(Problem to solve) Copy out the lines below exactly, from the first one through the line that contains "top-left (609, 268), bottom-right (701, 489)", with both ends included.

[start]

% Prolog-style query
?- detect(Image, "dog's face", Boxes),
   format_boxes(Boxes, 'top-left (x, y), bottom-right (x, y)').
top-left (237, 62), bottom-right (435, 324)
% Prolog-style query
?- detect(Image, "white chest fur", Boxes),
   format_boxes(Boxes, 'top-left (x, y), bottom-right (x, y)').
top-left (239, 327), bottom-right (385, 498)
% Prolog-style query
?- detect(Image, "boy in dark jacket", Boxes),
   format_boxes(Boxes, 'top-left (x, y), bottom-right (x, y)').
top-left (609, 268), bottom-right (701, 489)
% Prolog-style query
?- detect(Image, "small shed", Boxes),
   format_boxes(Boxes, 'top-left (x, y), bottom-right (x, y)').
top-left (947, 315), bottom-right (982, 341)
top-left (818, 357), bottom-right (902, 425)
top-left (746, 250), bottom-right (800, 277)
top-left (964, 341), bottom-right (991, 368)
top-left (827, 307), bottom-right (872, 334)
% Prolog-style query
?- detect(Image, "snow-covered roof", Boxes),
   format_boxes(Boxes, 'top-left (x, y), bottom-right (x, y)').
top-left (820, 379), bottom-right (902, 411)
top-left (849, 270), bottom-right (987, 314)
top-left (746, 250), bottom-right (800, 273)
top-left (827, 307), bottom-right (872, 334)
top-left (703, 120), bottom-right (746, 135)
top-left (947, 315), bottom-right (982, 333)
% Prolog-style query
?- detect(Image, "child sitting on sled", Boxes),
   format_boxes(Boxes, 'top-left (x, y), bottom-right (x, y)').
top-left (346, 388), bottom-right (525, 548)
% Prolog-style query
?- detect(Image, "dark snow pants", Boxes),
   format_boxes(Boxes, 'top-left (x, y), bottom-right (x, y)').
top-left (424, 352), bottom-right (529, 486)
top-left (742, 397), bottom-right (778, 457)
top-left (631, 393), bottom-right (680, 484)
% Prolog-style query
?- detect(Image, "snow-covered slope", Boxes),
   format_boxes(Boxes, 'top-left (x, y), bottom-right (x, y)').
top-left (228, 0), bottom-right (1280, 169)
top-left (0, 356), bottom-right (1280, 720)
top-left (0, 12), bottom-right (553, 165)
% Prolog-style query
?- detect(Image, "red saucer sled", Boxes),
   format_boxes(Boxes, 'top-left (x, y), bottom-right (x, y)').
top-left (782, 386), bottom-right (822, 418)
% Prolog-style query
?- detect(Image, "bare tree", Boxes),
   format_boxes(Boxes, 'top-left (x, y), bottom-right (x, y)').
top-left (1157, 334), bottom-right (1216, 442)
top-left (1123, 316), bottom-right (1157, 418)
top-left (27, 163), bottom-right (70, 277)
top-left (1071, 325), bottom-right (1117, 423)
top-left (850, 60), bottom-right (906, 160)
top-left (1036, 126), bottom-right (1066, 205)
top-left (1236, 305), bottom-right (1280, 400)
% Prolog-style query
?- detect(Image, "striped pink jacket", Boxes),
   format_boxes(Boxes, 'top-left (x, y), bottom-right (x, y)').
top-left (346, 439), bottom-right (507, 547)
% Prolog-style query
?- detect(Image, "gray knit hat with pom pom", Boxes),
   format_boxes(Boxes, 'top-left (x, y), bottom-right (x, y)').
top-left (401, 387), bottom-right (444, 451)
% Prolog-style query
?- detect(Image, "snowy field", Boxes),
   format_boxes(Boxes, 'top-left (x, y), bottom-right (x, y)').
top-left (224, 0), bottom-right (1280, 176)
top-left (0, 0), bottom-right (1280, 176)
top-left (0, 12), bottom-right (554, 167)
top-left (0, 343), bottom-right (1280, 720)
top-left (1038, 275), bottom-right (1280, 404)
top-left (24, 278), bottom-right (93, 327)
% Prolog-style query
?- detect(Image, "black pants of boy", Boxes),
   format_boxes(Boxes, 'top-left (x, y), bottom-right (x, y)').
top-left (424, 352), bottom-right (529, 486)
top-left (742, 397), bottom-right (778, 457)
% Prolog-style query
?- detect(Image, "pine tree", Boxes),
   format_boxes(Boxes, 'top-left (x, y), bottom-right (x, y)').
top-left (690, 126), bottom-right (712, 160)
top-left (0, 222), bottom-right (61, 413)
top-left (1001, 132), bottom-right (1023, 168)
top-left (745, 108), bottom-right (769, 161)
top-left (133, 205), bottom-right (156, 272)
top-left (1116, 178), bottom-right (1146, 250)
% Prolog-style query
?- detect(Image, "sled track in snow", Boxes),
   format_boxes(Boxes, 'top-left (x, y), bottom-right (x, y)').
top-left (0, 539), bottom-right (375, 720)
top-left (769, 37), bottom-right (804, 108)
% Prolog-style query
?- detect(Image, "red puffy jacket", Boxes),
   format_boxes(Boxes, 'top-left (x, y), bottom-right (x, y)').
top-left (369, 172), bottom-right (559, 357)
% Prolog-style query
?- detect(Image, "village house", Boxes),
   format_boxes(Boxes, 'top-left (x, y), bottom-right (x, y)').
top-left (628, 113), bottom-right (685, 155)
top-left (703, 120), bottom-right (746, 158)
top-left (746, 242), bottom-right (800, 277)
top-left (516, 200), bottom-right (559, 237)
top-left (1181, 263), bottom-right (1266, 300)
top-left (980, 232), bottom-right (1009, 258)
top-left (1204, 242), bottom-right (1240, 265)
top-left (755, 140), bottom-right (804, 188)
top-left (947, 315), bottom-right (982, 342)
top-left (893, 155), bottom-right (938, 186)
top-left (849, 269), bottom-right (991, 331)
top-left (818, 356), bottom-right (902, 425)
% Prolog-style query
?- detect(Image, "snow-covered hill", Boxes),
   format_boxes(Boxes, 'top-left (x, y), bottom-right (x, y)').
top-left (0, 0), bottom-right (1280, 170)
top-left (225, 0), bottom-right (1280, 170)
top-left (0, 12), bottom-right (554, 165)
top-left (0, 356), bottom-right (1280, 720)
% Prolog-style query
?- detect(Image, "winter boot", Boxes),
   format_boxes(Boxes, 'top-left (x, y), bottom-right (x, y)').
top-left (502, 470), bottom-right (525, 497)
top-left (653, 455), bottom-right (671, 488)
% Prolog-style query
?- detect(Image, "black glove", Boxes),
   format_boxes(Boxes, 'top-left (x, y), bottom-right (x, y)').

[end]

(The completed task)
% Prolog-style query
?- detect(Image, "dog's face", Boxes),
   format_boxes(Boxes, 'top-left (x, y), bottom-right (x, y)').
top-left (237, 62), bottom-right (435, 324)
% Prolog-style query
?- detect(Image, "white chest fur", Boxes),
   format_boxes(Boxes, 'top-left (x, y), bottom-right (x, y)').
top-left (239, 327), bottom-right (385, 498)
% Prolog-style query
?- detect(Image, "boy in dark jacket", Boxes),
   format_boxes(Boxes, 'top-left (x, y), bottom-right (x, y)').
top-left (609, 268), bottom-right (701, 489)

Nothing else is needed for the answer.